[Rows from an object pointing dataset]
□ □ □

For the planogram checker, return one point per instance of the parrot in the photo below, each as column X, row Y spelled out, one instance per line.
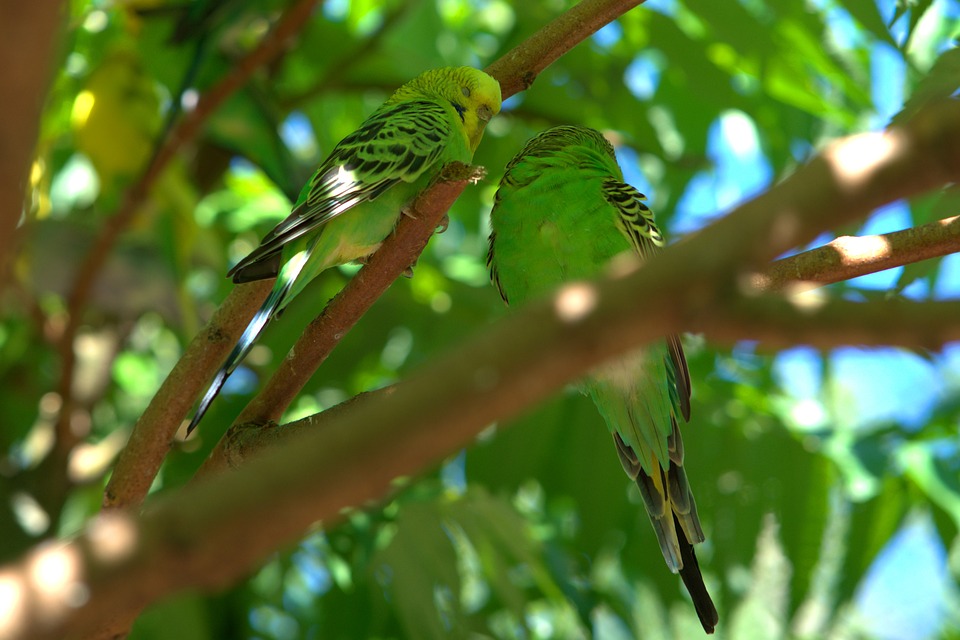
column 356, row 196
column 561, row 213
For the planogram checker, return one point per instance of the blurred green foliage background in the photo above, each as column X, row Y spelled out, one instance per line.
column 822, row 520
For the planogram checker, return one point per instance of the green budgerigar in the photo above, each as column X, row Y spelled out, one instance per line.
column 356, row 196
column 561, row 214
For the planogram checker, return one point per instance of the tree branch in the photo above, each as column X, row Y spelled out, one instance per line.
column 213, row 531
column 398, row 252
column 853, row 256
column 27, row 34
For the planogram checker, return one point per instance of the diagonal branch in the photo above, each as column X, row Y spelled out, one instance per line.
column 853, row 256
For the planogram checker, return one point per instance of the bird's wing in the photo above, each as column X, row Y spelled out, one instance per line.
column 398, row 143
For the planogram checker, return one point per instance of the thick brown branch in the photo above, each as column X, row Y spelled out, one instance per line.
column 853, row 256
column 150, row 439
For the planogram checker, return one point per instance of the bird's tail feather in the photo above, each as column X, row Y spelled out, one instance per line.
column 267, row 310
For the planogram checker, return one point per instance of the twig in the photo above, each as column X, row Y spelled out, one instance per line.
column 514, row 71
column 213, row 531
column 144, row 463
column 150, row 439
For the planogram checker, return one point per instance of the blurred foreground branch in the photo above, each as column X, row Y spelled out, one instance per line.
column 212, row 532
column 398, row 252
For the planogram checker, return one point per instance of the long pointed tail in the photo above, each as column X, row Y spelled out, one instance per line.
column 277, row 296
column 693, row 580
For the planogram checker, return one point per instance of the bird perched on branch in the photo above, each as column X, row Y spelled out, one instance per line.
column 357, row 194
column 561, row 214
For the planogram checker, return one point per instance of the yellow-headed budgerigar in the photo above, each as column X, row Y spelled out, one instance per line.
column 356, row 196
column 562, row 212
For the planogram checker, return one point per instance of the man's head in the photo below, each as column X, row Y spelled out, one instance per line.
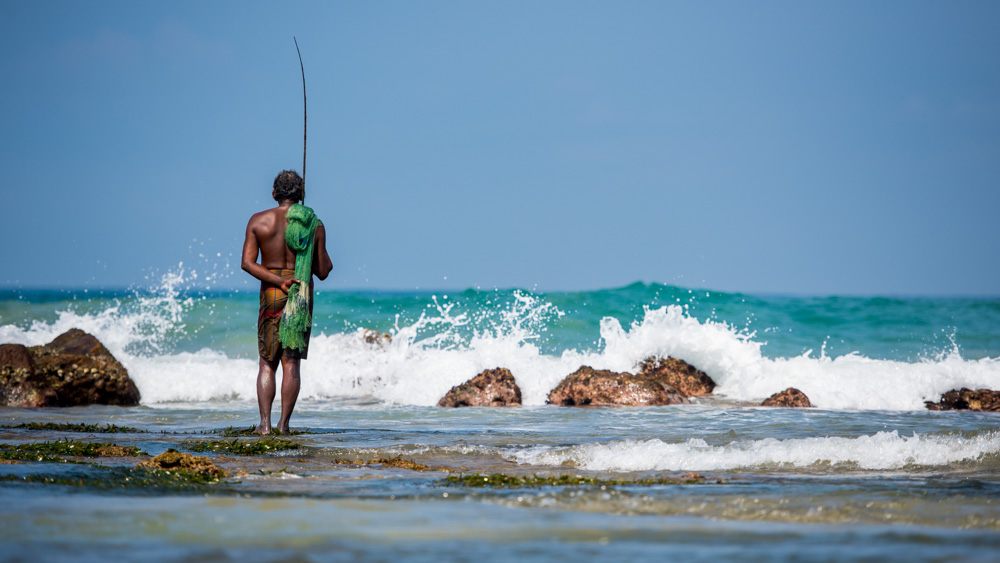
column 288, row 185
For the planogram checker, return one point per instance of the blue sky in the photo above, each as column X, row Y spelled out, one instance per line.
column 765, row 147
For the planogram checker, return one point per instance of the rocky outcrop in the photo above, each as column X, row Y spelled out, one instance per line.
column 591, row 387
column 376, row 337
column 678, row 374
column 791, row 397
column 172, row 460
column 492, row 388
column 74, row 369
column 967, row 399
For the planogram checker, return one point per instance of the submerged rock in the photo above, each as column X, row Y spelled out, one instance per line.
column 791, row 398
column 492, row 388
column 173, row 460
column 967, row 399
column 679, row 374
column 376, row 337
column 74, row 369
column 591, row 387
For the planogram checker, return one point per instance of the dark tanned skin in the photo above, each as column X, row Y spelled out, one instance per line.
column 266, row 238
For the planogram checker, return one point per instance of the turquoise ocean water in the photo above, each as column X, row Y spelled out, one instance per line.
column 869, row 474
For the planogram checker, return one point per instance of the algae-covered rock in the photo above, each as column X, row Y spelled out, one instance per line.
column 590, row 387
column 679, row 374
column 173, row 460
column 791, row 397
column 966, row 399
column 75, row 369
column 491, row 388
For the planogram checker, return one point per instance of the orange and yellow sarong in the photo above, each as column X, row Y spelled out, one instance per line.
column 272, row 303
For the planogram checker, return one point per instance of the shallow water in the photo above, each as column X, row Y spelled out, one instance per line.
column 815, row 496
column 869, row 474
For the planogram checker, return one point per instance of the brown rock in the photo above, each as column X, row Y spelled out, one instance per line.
column 74, row 369
column 492, row 388
column 16, row 358
column 589, row 386
column 966, row 399
column 791, row 397
column 376, row 337
column 173, row 460
column 679, row 374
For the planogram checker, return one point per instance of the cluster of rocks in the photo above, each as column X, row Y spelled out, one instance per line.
column 658, row 381
column 74, row 369
column 966, row 399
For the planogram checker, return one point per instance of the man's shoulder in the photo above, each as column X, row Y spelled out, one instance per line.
column 267, row 215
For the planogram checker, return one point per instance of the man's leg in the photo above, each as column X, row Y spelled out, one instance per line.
column 289, row 390
column 265, row 394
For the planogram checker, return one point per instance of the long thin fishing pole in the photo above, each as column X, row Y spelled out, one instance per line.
column 305, row 118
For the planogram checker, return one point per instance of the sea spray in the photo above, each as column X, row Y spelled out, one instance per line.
column 183, row 344
column 881, row 451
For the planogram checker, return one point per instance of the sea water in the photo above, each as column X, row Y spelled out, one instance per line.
column 868, row 474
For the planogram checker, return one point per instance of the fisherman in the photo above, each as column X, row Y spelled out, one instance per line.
column 291, row 243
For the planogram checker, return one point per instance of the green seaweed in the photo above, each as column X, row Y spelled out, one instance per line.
column 501, row 481
column 385, row 462
column 77, row 427
column 123, row 478
column 242, row 447
column 57, row 451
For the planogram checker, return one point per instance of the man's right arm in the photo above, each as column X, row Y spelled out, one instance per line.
column 251, row 248
column 321, row 258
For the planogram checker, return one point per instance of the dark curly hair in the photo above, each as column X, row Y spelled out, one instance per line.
column 288, row 185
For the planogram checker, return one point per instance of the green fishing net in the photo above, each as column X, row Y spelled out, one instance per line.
column 301, row 238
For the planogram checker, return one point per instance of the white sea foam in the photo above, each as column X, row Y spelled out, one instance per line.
column 882, row 451
column 425, row 358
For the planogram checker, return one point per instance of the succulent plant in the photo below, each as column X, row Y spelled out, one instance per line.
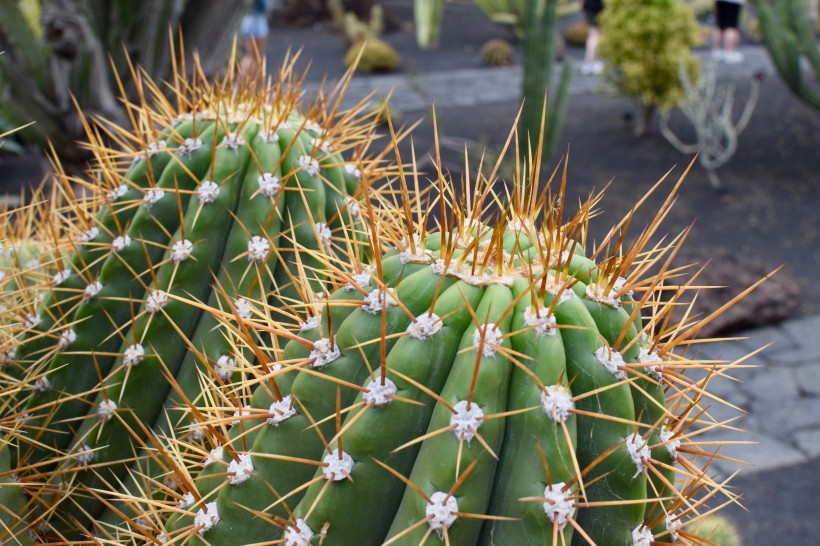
column 487, row 382
column 200, row 204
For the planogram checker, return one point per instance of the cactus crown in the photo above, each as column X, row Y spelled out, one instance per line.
column 481, row 382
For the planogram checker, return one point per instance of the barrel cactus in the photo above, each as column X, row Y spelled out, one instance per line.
column 487, row 382
column 200, row 203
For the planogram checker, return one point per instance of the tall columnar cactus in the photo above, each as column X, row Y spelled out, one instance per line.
column 489, row 383
column 539, row 57
column 200, row 202
column 790, row 36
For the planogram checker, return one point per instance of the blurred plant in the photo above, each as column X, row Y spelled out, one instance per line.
column 718, row 530
column 644, row 43
column 351, row 26
column 497, row 52
column 709, row 107
column 68, row 58
column 374, row 55
column 789, row 36
column 539, row 57
column 576, row 33
column 427, row 15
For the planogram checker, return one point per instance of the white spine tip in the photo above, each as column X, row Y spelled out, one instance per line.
column 612, row 361
column 309, row 165
column 92, row 290
column 61, row 277
column 258, row 249
column 190, row 145
column 324, row 353
column 243, row 308
column 42, row 384
column 653, row 361
column 377, row 300
column 557, row 403
column 353, row 171
column 116, row 193
column 106, row 410
column 489, row 341
column 133, row 355
column 206, row 518
column 67, row 337
column 281, row 411
column 559, row 504
column 214, row 455
column 186, row 501
column 441, row 511
column 671, row 443
column 425, row 326
column 31, row 320
column 155, row 301
column 224, row 367
column 181, row 250
column 89, row 234
column 152, row 197
column 208, row 191
column 269, row 185
column 642, row 536
column 120, row 243
column 337, row 466
column 298, row 534
column 465, row 420
column 379, row 393
column 241, row 469
column 542, row 323
column 325, row 235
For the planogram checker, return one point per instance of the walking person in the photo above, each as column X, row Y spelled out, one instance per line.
column 728, row 35
column 592, row 65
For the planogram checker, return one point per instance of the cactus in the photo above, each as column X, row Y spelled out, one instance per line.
column 201, row 201
column 488, row 383
column 709, row 107
column 789, row 34
column 541, row 95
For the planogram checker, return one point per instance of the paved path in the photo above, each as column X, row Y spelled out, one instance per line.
column 781, row 394
column 475, row 86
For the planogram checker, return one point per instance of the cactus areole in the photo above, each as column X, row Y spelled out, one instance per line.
column 484, row 384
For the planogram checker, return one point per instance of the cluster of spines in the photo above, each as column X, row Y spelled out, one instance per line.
column 280, row 466
column 122, row 314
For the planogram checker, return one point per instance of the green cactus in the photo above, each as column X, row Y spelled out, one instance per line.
column 791, row 39
column 538, row 87
column 482, row 384
column 204, row 204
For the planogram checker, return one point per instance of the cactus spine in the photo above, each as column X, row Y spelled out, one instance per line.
column 487, row 383
column 202, row 203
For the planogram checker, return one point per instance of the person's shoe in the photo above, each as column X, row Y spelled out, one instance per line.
column 733, row 57
column 592, row 67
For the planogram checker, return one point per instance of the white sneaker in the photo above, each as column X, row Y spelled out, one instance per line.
column 733, row 57
column 592, row 67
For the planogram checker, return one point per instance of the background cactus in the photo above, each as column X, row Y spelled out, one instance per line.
column 200, row 201
column 791, row 38
column 487, row 383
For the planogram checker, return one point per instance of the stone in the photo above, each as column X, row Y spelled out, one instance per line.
column 808, row 380
column 774, row 301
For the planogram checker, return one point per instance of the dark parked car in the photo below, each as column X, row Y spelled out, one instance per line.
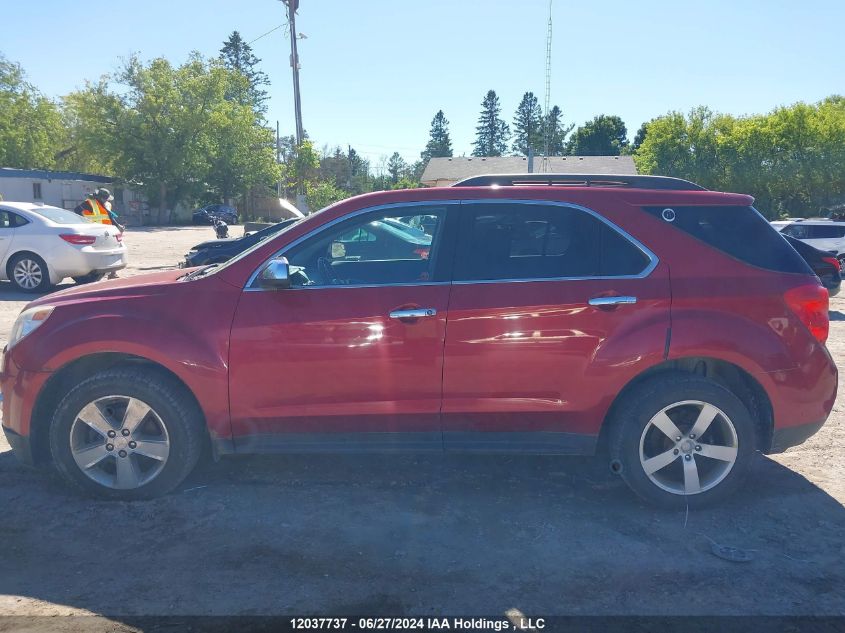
column 207, row 214
column 219, row 251
column 535, row 319
column 824, row 263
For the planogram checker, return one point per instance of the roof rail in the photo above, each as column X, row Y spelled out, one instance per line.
column 579, row 180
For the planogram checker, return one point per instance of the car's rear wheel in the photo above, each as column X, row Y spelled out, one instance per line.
column 126, row 434
column 89, row 278
column 682, row 440
column 29, row 273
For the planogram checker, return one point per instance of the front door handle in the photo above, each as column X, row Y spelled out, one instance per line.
column 417, row 313
column 603, row 302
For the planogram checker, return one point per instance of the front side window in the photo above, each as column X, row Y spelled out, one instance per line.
column 378, row 248
column 531, row 241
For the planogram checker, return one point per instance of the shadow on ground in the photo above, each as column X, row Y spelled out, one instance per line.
column 431, row 535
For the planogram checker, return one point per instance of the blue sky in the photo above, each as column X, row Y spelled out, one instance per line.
column 374, row 73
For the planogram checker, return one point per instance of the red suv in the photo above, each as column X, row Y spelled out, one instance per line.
column 668, row 326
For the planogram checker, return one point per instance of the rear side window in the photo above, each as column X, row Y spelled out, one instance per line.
column 530, row 241
column 740, row 232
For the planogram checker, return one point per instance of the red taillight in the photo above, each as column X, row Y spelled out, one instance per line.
column 810, row 304
column 833, row 262
column 73, row 238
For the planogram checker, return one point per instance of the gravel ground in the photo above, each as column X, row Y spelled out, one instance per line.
column 420, row 535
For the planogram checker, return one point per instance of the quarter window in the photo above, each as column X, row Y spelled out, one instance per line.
column 379, row 248
column 530, row 241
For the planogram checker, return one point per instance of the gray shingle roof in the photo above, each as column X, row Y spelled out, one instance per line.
column 45, row 174
column 458, row 168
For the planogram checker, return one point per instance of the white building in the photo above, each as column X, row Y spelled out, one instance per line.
column 65, row 189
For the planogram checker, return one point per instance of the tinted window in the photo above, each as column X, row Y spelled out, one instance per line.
column 740, row 232
column 820, row 232
column 371, row 249
column 529, row 241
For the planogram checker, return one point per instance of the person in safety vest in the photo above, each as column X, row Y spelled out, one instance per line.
column 97, row 208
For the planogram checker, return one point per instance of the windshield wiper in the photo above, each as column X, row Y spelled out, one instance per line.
column 202, row 272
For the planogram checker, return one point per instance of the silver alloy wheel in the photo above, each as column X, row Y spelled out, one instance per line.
column 28, row 274
column 119, row 442
column 688, row 447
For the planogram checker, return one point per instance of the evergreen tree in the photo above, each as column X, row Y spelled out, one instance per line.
column 528, row 126
column 439, row 144
column 237, row 55
column 396, row 167
column 640, row 137
column 557, row 131
column 492, row 132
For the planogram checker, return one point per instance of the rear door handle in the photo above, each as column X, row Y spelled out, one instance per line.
column 417, row 313
column 601, row 302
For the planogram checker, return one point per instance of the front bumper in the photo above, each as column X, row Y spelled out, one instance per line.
column 20, row 446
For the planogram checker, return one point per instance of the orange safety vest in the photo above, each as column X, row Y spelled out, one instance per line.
column 97, row 213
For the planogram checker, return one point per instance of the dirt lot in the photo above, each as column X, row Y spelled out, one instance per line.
column 421, row 535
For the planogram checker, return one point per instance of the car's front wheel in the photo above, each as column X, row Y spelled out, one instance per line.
column 29, row 273
column 682, row 440
column 126, row 433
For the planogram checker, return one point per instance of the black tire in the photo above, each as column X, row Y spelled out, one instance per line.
column 633, row 414
column 171, row 402
column 33, row 263
column 89, row 278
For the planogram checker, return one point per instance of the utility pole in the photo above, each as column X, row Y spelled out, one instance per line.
column 278, row 161
column 292, row 6
column 546, row 131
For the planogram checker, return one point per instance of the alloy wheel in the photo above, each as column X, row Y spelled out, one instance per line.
column 28, row 274
column 688, row 447
column 119, row 442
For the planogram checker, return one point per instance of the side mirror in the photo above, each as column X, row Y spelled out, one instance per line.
column 276, row 275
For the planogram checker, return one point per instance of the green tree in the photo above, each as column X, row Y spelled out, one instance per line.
column 528, row 126
column 396, row 167
column 492, row 133
column 557, row 131
column 237, row 55
column 173, row 132
column 640, row 136
column 31, row 129
column 603, row 136
column 792, row 160
column 439, row 144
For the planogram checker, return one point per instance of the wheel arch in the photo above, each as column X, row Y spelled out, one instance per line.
column 73, row 372
column 24, row 251
column 734, row 378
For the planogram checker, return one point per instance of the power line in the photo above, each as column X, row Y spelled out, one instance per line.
column 274, row 29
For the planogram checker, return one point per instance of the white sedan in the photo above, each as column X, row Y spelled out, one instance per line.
column 40, row 245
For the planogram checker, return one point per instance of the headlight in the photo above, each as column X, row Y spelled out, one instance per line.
column 27, row 321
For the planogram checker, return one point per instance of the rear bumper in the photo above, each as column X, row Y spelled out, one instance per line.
column 787, row 437
column 78, row 262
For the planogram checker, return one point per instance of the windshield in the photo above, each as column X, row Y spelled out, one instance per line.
column 60, row 216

□ □ □

AIM >>
Convert the data lines between the one holding "the white building" and the one holding "column 529, row 241", inclusive, into a numbered list, omitting any blank lines.

CORRECT ANSWER >>
1. For the planogram checker, return one point per instance of the white building in the photo above, each as column X, row Y spelled out, one instance per line.
2. column 65, row 189
3. For the planogram checker, return one point per instance of the tinted window in the photo above, each as column X, row Y spelled out, one instance per line.
4. column 740, row 232
5. column 820, row 232
6. column 371, row 249
7. column 529, row 241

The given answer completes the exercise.